> [Input data]
◆ ◆ ◆
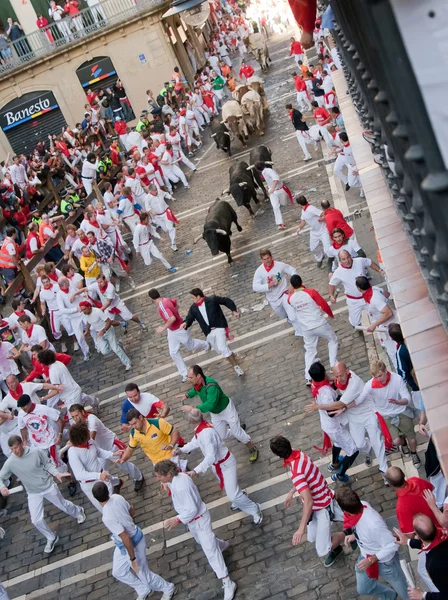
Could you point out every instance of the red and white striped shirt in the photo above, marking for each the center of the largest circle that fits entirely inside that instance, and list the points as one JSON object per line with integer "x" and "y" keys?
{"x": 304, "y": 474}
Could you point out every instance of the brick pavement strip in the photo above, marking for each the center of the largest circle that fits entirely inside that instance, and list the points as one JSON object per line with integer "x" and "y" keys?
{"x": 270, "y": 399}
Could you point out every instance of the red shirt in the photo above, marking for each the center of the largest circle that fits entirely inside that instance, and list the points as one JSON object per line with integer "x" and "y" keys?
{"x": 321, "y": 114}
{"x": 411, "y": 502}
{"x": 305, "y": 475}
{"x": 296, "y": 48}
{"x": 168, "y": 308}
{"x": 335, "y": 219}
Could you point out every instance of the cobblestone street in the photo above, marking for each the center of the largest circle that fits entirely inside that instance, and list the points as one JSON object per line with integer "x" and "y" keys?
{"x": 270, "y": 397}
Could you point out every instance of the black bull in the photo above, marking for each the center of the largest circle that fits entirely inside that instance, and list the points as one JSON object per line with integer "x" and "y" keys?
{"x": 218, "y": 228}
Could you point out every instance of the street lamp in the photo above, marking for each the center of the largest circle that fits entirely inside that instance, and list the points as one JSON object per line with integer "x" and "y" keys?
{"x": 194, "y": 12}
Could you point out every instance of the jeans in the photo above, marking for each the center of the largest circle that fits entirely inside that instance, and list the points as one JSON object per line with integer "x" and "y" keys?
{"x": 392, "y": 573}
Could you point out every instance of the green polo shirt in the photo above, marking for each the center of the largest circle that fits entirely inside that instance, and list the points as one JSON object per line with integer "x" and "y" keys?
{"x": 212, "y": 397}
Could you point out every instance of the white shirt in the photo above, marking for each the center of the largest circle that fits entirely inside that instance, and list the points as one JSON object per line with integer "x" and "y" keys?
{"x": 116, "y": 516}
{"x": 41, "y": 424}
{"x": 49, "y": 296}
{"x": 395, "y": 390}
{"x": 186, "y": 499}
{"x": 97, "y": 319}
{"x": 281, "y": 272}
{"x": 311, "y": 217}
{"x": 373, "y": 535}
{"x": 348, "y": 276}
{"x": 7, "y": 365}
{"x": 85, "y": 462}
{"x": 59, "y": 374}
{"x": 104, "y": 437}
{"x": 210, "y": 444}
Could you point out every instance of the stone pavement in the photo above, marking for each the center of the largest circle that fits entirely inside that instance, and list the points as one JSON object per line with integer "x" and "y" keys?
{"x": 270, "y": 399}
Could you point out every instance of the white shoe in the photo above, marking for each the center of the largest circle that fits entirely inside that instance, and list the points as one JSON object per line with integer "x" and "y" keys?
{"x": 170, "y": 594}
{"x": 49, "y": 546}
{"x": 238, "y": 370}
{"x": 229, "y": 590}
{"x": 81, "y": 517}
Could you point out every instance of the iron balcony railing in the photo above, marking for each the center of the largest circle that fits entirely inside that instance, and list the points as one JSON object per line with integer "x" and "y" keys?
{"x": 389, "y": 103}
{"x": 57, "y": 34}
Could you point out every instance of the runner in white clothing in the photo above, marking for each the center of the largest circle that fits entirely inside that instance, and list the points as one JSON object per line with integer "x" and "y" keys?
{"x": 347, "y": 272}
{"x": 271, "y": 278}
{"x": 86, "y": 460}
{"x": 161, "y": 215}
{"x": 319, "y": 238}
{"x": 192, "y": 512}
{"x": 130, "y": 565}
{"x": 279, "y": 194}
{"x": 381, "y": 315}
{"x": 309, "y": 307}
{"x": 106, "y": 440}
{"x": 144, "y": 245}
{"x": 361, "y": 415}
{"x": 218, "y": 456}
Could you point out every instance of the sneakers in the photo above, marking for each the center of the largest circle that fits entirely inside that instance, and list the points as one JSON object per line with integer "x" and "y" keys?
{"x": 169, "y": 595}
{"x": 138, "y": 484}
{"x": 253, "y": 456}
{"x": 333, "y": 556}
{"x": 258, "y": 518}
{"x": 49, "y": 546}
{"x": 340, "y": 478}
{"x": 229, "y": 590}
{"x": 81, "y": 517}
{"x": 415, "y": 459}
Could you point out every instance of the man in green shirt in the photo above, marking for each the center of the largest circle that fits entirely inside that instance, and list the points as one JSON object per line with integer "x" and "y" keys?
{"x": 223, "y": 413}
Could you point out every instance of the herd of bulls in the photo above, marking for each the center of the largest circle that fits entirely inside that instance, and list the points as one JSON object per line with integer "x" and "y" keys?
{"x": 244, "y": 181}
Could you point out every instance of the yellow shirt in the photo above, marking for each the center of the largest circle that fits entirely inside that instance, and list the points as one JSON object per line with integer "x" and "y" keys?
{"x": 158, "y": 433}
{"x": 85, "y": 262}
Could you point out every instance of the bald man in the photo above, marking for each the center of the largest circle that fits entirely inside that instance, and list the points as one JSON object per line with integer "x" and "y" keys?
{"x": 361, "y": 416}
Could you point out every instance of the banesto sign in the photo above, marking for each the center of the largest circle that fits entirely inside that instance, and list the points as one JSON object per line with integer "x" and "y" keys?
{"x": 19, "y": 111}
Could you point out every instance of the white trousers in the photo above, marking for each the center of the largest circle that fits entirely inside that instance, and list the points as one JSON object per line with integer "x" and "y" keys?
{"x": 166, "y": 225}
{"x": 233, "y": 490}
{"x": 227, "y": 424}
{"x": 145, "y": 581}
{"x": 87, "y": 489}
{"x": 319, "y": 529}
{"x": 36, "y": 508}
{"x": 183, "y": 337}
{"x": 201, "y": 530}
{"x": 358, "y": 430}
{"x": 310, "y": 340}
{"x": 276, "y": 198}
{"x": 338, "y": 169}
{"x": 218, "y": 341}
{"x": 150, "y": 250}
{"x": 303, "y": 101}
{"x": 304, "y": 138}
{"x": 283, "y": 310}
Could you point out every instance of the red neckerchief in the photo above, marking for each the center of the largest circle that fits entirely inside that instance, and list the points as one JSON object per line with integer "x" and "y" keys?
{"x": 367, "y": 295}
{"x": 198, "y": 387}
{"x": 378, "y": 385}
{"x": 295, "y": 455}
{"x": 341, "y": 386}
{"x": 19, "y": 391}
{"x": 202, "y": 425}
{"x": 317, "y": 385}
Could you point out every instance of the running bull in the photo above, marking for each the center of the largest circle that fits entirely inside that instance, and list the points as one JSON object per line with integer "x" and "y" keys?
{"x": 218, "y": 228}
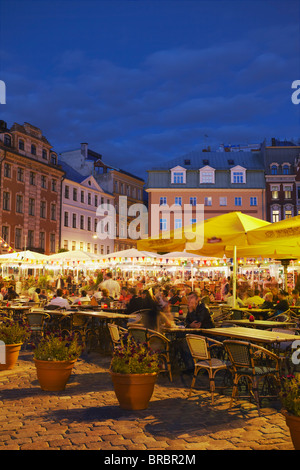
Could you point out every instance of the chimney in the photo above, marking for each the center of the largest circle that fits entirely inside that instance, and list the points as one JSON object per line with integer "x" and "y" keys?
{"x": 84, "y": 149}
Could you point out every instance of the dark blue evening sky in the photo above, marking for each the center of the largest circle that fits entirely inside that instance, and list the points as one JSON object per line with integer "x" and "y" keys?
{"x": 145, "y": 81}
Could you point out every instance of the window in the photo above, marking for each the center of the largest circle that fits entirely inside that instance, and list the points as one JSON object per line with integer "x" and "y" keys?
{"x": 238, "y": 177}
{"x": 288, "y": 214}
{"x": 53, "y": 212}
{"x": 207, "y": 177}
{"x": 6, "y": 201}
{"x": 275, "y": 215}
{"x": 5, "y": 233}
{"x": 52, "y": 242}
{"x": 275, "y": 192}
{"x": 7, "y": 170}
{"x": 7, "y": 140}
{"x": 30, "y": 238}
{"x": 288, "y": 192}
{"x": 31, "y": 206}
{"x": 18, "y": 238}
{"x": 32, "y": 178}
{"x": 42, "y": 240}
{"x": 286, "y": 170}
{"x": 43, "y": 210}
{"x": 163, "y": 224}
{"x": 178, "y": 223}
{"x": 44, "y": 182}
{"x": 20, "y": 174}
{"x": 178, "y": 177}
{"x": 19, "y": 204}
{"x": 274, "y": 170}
◆ ◆ ◆
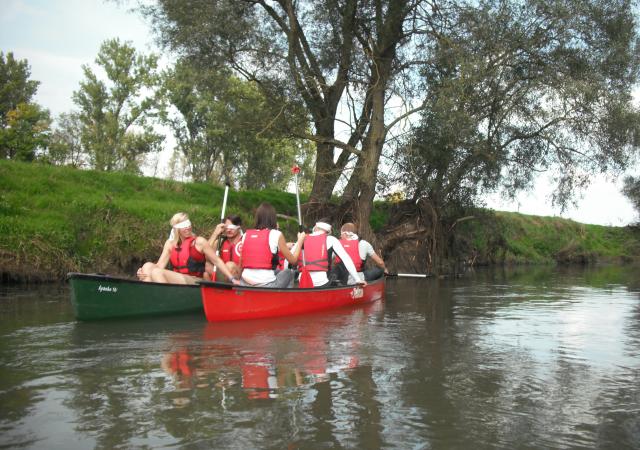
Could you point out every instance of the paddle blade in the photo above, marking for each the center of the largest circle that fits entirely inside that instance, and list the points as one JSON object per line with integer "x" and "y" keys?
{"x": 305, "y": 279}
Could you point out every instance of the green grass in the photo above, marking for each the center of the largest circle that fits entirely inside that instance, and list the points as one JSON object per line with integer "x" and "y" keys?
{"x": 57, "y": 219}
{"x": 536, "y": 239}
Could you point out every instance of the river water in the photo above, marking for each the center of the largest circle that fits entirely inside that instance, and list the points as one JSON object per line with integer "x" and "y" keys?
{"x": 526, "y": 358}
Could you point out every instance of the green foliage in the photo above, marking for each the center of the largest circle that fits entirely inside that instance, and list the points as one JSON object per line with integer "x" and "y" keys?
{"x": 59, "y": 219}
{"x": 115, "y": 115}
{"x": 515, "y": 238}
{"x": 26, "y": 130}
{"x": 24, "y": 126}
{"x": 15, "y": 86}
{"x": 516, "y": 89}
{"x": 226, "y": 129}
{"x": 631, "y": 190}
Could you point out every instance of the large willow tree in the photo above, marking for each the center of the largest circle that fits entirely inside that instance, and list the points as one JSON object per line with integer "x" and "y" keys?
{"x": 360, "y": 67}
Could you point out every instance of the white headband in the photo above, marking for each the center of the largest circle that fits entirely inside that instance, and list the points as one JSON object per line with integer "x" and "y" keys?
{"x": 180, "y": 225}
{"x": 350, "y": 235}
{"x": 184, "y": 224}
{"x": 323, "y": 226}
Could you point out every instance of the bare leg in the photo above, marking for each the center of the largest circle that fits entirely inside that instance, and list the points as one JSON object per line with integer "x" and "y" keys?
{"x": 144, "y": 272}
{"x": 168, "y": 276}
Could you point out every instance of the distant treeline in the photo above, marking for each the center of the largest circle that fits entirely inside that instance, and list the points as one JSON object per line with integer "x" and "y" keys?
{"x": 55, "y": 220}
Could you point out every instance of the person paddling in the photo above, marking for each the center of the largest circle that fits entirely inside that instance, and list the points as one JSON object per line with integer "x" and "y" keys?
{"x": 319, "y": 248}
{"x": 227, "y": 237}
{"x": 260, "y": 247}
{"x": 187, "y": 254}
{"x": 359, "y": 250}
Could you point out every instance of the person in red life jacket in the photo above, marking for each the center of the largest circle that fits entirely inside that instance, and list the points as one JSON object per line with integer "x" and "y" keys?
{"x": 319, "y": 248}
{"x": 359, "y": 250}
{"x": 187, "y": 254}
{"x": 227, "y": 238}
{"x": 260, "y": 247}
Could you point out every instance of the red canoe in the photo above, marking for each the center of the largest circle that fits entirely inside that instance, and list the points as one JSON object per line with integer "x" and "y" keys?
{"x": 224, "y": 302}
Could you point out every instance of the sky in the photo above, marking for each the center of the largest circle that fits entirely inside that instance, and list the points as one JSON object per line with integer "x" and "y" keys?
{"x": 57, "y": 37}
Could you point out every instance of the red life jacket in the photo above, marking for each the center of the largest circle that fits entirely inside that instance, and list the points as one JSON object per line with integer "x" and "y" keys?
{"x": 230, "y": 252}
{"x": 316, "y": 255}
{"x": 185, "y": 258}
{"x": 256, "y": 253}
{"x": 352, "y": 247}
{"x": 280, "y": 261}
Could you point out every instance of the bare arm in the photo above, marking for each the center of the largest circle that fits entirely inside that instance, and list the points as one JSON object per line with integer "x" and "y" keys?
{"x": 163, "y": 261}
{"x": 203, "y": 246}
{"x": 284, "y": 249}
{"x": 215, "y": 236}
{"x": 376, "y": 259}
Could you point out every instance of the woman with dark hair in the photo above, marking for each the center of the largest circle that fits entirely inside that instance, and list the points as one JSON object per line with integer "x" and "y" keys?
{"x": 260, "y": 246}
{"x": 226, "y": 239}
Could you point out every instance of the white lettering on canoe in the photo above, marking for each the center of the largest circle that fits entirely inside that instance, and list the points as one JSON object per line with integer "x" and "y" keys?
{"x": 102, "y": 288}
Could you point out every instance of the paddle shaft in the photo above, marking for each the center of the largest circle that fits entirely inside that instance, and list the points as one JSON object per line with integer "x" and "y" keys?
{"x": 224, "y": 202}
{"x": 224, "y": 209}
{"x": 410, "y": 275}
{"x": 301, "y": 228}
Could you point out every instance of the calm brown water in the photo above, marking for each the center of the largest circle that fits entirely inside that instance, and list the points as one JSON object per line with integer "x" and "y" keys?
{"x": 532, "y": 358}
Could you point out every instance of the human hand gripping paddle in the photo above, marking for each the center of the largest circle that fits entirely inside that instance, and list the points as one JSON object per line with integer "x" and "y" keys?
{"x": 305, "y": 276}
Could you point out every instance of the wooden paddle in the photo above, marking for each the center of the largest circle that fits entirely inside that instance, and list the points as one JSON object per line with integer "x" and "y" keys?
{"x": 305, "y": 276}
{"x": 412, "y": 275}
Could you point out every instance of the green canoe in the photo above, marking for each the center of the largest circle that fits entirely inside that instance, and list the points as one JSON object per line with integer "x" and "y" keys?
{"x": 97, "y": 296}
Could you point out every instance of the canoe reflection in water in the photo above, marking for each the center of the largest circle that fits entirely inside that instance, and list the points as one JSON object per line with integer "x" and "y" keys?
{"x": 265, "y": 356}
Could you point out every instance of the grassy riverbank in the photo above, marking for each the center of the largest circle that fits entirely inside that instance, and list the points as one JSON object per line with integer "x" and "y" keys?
◆ ◆ ◆
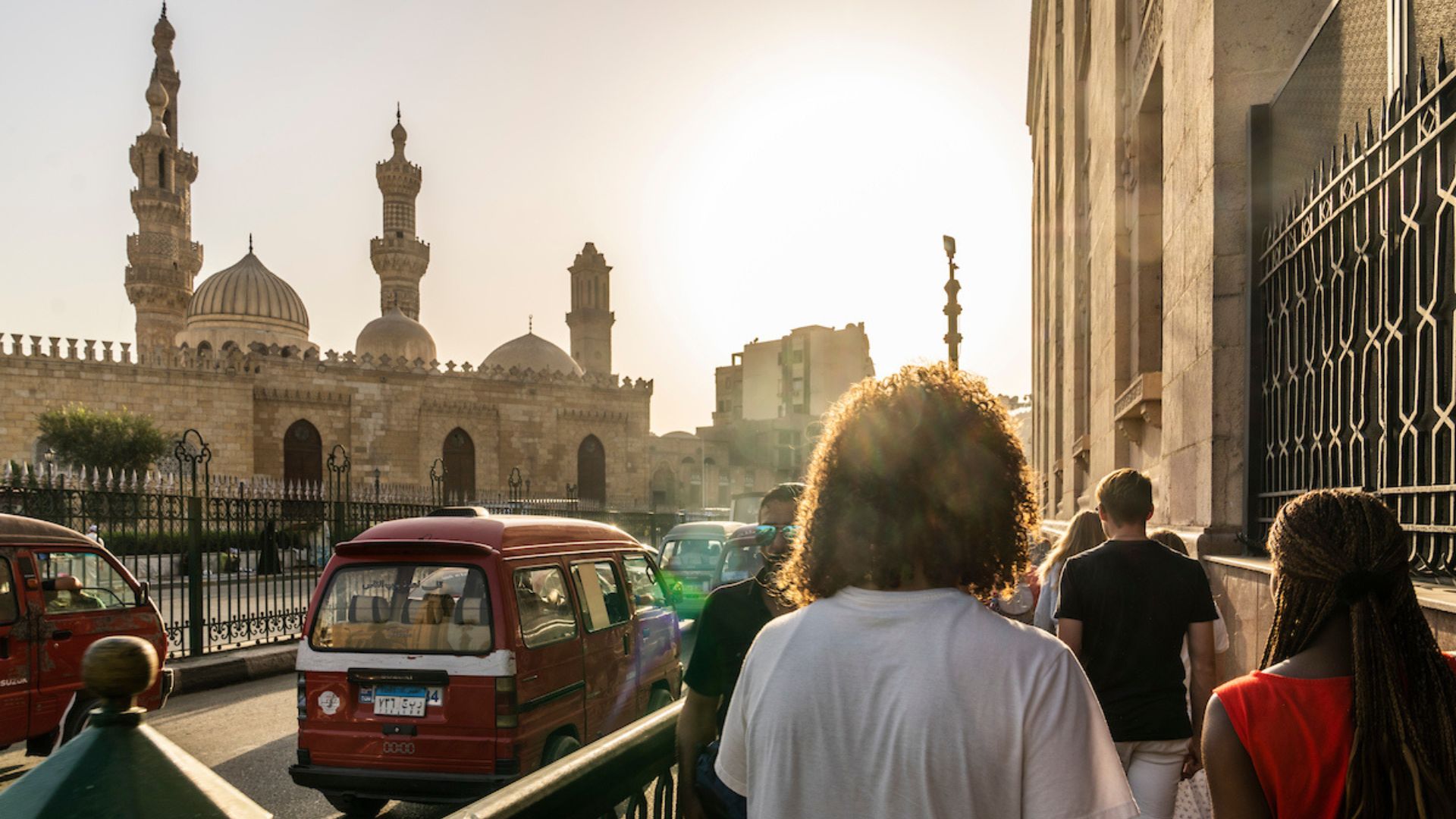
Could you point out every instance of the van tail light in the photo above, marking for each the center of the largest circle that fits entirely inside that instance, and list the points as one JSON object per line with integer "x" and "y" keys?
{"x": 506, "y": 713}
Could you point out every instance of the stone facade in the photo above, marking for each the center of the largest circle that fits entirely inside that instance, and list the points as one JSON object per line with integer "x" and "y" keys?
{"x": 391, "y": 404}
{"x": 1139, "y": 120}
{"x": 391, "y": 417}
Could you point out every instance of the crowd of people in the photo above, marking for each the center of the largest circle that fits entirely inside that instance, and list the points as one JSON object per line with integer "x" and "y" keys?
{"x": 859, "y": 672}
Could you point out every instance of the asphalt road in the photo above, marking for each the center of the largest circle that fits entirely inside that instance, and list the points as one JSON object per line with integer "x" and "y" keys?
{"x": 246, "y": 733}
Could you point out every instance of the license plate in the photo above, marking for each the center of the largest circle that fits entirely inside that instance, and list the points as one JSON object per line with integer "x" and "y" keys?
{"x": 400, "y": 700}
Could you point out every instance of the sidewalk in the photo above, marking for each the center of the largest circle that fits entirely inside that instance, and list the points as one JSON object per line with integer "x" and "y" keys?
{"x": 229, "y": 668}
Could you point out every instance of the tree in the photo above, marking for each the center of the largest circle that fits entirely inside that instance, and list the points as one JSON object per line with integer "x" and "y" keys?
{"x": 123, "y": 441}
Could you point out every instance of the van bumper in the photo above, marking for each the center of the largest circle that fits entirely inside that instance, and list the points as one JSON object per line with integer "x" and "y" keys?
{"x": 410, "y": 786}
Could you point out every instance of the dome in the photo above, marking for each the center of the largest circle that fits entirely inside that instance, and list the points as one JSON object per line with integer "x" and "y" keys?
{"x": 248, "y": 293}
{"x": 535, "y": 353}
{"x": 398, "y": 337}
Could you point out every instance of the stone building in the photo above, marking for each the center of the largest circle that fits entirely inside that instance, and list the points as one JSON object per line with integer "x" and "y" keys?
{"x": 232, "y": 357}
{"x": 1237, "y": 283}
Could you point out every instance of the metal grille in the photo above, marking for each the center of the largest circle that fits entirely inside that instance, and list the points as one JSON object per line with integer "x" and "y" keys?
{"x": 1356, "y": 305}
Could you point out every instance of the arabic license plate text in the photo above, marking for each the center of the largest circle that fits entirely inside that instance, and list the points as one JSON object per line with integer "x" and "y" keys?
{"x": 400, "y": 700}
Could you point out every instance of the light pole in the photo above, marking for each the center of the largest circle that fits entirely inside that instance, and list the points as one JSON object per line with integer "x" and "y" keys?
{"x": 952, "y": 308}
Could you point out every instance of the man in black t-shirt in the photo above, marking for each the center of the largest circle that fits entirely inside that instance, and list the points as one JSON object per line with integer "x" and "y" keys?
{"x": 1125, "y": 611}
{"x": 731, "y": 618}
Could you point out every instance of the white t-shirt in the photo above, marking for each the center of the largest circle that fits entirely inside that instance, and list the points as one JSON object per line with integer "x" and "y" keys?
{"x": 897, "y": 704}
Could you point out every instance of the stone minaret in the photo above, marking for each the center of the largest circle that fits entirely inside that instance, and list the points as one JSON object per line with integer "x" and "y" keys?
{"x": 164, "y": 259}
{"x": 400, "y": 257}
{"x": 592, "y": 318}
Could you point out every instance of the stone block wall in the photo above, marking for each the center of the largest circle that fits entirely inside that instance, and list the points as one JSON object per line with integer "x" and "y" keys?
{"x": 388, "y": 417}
◆ ◆ ◆
> [What the task asks]
Count the lines in the data above that contain the string "jacket", matching case exactly. Give only the number.

> [Exercise result]
2